##### EXTRACTED DATA #####
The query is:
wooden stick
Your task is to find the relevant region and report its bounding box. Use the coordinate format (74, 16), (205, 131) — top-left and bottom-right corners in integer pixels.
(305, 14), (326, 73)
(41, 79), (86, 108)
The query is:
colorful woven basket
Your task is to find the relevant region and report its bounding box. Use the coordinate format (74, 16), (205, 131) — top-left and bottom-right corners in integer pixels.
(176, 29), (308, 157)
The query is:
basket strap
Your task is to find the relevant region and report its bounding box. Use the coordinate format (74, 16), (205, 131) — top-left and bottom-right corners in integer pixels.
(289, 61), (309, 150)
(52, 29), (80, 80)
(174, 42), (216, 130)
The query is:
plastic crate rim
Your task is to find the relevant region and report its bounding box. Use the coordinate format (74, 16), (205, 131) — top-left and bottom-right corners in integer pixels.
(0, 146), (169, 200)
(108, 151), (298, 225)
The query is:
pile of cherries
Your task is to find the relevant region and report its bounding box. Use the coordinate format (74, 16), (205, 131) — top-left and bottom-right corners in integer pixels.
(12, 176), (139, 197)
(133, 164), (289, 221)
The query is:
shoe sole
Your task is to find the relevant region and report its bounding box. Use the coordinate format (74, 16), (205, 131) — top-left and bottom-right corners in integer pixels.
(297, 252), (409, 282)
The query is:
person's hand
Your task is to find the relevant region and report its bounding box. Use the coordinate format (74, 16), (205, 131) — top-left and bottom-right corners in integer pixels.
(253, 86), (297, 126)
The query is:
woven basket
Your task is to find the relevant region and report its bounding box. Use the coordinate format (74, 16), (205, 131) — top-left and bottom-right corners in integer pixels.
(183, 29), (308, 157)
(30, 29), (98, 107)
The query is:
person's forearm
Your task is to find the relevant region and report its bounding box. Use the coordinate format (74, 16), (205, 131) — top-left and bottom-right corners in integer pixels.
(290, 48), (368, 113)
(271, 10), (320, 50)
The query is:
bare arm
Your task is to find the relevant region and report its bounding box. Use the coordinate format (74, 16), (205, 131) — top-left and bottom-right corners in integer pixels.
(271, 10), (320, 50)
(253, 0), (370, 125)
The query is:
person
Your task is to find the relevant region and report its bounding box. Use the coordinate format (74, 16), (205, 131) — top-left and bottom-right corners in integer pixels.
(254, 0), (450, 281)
#####
● **DIRECTION**: Report each line above that contains the word "person", copying every such line in full.

● **TASK RESULT**:
person's hand
person's forearm
person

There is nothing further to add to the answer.